[Saved entries]

□ □ □ □ □ □ □

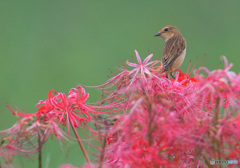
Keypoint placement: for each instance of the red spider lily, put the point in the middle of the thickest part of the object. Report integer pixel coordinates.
(63, 108)
(22, 138)
(161, 122)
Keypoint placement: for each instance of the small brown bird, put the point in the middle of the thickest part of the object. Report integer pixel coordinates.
(174, 50)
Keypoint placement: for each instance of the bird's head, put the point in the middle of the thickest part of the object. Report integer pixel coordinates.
(167, 32)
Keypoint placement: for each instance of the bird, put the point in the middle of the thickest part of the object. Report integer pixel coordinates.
(174, 50)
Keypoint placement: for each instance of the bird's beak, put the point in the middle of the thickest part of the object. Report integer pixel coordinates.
(158, 34)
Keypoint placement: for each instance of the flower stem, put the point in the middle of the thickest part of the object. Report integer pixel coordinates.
(80, 143)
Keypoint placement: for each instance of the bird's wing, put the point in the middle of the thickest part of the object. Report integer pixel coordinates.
(172, 49)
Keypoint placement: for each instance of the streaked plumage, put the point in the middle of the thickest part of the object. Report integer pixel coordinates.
(174, 50)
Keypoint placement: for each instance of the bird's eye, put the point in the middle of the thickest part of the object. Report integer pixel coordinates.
(166, 29)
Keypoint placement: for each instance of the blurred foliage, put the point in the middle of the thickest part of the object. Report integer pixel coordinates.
(59, 44)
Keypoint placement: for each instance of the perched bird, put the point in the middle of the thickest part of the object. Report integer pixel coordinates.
(174, 50)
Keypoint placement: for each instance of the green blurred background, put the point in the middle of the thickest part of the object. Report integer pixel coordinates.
(59, 44)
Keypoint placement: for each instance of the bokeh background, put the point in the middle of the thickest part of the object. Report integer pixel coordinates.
(58, 44)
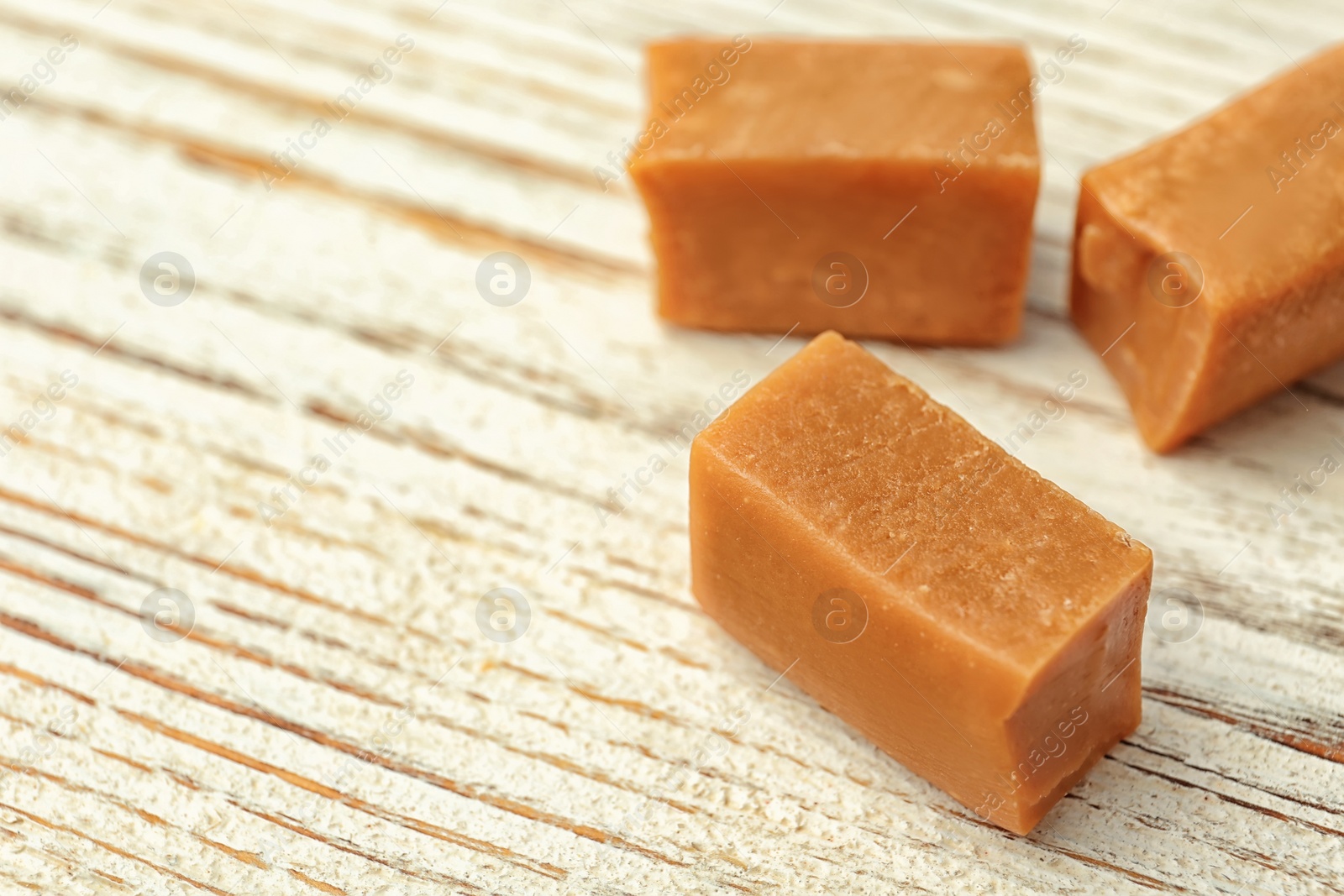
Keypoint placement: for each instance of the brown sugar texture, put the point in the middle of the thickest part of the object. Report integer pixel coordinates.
(879, 190)
(967, 616)
(1209, 266)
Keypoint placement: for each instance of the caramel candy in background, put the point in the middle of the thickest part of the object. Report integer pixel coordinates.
(1222, 248)
(967, 616)
(776, 174)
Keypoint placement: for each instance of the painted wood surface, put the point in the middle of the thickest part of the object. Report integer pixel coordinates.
(319, 711)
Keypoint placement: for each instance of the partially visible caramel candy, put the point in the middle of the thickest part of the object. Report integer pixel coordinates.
(1209, 266)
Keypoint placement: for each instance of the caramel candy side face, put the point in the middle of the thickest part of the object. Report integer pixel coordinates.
(877, 190)
(1209, 266)
(971, 618)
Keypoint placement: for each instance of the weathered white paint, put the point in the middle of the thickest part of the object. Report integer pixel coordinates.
(336, 720)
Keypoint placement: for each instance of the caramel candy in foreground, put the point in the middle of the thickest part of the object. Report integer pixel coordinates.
(967, 616)
(874, 188)
(1222, 246)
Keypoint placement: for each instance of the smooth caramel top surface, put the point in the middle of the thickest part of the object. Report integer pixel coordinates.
(786, 100)
(1209, 190)
(974, 539)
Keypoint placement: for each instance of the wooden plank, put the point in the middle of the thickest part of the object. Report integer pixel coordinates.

□ □ □ □ □ □ □

__WHAT TO WORK ON__
Pictures are to be omitted; set down the rest of the entries exactly as given.

__ANSWER TO THIS EXERCISE__
Keypoint placement: for each instance of the red spider lily, put the point in the middle of the thickest part of the object. Report integer pixel coordinates.
(63, 108)
(22, 138)
(161, 122)
Keypoint placement: for each instance of the small brown bird, put the point in the middle of the thickest part of the object. Report integer pixel coordinates.
(174, 50)
Keypoint placement: for each instance of the bird's head, put the point in the middle of the thickest part of the object. Report integer pixel coordinates.
(167, 32)
Keypoint placement: for each instance of the bird, put the point in the middle of the thickest part of the object. Report integer pixel coordinates.
(174, 50)
Keypoint placement: for each instance of the bird's beak, put the point in the middle of the thickest part of the object. Report integer pixel coordinates.
(158, 34)
Keypoint placement: for each instance of the flower stem, put the point in the middle of the thickest part of the object. Report integer pixel coordinates.
(80, 143)
Keypoint placement: for each instance of the bird's wing, put the point in the middle of the thickest part of the object. Report integer pixel coordinates.
(172, 49)
Keypoint placement: for each instance of the streaked plumage, put the point in the middle of the thickest part of the object. Report integer pixel coordinates.
(174, 50)
Keypoint placement: for each instance of the bird's eye, put the point in the middle of the thickest part of the object. Report integer pixel coordinates.
(166, 29)
Keypoint placement: for each instance of the blurred foliage, put the point in the middle of the thickest part of the object. Report integer pixel coordinates.
(59, 44)
Keypoint placement: for each instance of the perched bird, put the point in the middle of the thickest part of the object. Report integer pixel coordinates.
(174, 50)
Keypoint placement: for each instance of the green blurred background, put the point in the middle of the thickest part of the object. Report integer pixel coordinates.
(59, 44)
Keypoint placement: for each instance of the bokeh background, put the point in the middle of the thickest part of the object. Report integer pixel coordinates.
(58, 44)
Keypoint placement: for each instance of the brown sugar texture, put the point in the middle of the thickest part of the object. Report integer pixel coordinates.
(879, 190)
(967, 616)
(1209, 266)
Keypoint placement: for each instance of the caramel candy in background, put the point in the middle of the thickest part of the object. Report integer pixel coordinates.
(1222, 248)
(967, 616)
(776, 174)
Keypoint placement: for each instance of the painted wood surface, put the point in the middle of the thickest part of the object. Report integer pixel coordinates.
(319, 711)
Keypoint placement: for each instance of the partially visible caramel candy, put the point in the middle of the thickest part of the object. Report integer pixel coordinates.
(1209, 266)
Keypoint placement: for each instance of the caramel candy side face, put the point in the middle of the thickest part of the object. Report integer pixel coordinates.
(877, 190)
(1209, 266)
(971, 618)
Keypoint placement: for each instance of the weathered white paint, put the point in the middle of the thickest part of the object. Report integer pixel coordinates.
(336, 720)
Keypoint placement: for each instance of the caramel candy in foreground, put the point in the middle of the thickest part of the object. Report integer pixel coordinates.
(967, 616)
(874, 188)
(1222, 246)
Keypoint placement: for each instance of the smooth caramel top surface, put the point in the middle of the thickest part of the object. Report integer pixel coordinates.
(786, 100)
(1209, 190)
(974, 539)
Keypoint placement: for each instance of the wooden plank, put the point in the middle of the thickest part of the object. Report integer pixel coordinates.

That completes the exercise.